> [Task set]:
a) Answer these three questions using the excerpt on sealant weathering:
(i) Which two light sources does the excerpt say have different spectral power distributions?
(ii) Which practice does the excerpt cite for full cautionary guidance on laboratory weathering of non-metallic materials?
(iii) What property of building construction sealants does the test method determine?
b) Continue the excerpt on weathering tests for sealant color stability from where it stops.

-- start of Excerpt --

5.3 When this test method is used as part of a specification, exact procedure, test conditions, test duration and evaluation technique must be specified. Results obtained between the two procedures may vary, because the spectral power distribution of the light sources (fluorescent UV and xenon arc) differ. Sealants should not be compared to each other based on the results obtained in different types of apparatus.  
5.4 These devices are capable of matching ultraviolet solar radiation reasonably well. However, for sealants sensitive to long wavelength UV and visible solar radiation, the absence of this radiation in the fluorescent UV apparatus can distort color stability ranking when compared to exterior environment exposure.
Note 1: Refer to Practice G151 for full cautionary guidance regarding laboratory weathering of non-metallic materials.
SCOPE
1.1 This test method describes laboratory accelerated weathering procedures using either fluorescent ultraviolet or xenon arc test devices for determining the color stability of building construction sealants.  
1.2 Color stability rankings provided by these two procedures may not agree.

-- end of Excerpt --
-- start of Information supplied --

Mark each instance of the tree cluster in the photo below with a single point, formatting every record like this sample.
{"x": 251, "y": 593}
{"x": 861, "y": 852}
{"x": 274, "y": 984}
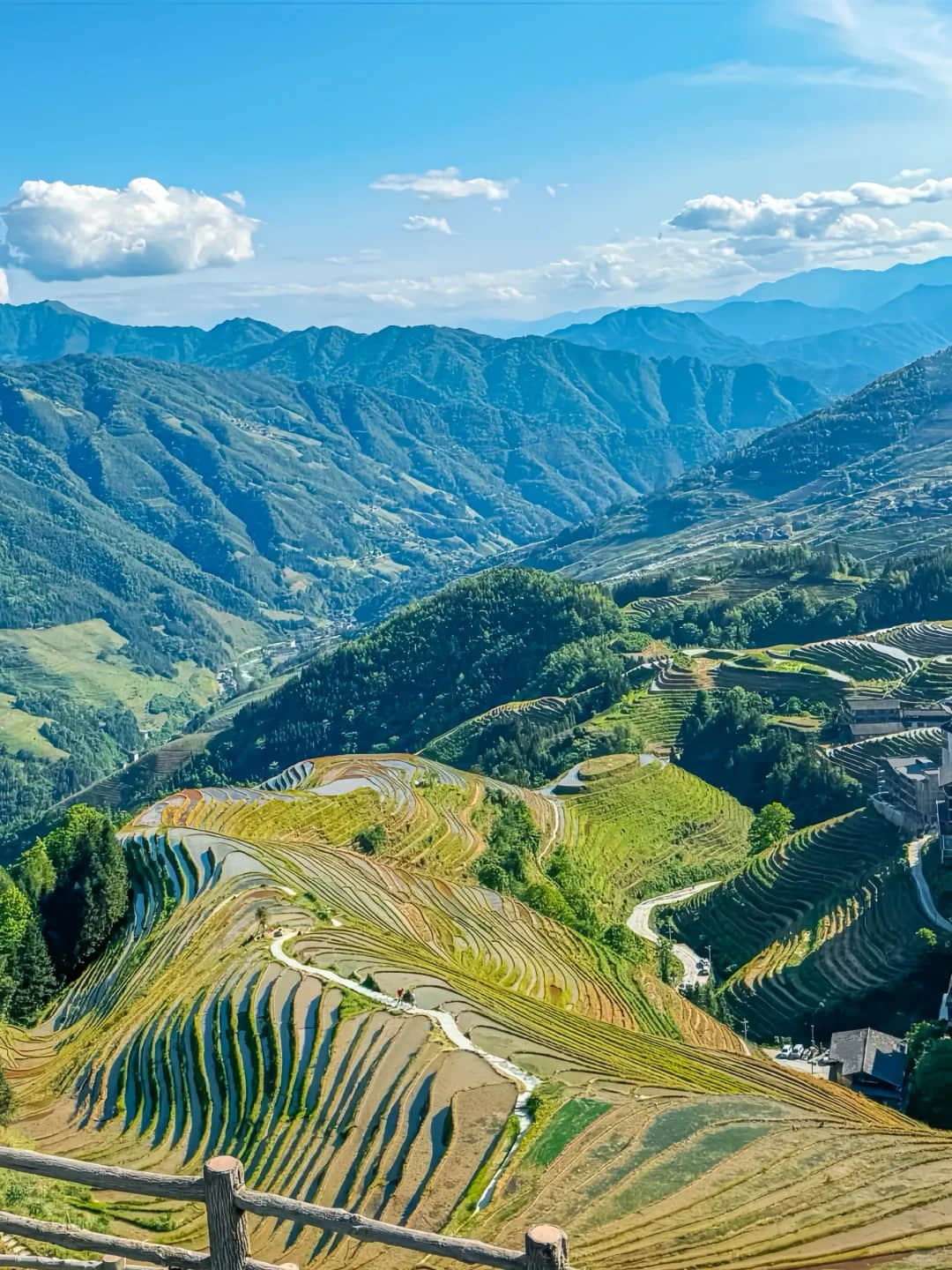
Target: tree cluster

-- end of Information supplied --

> [Answers to the tasks]:
a)
(i) Fluorescent UV and xenon arc.
(ii) Practice G151.
(iii) Color stability.

b)
1.3 The values stated in SI units are to be regarded as the standard. Values given in parentheses are for information only.  
1.4 There is no equivalent ISO standard for this test method.  
1.5 This standard does not purport to address all of the safety concerns, if any, associated with its use. It is the responsibility of the user of this standard to establish appropriate safety, health, and environmental practices and determine the applicability of regulatory limitations prior to use.  
1.6 This international standard was developed in accordance with internationally recognized principles on standardization established in the Decision on Principles for the Development of International Standards, Guides and Recommendations issued by the World Trade Organization Technical Barriers to Trade (TBT) Committee.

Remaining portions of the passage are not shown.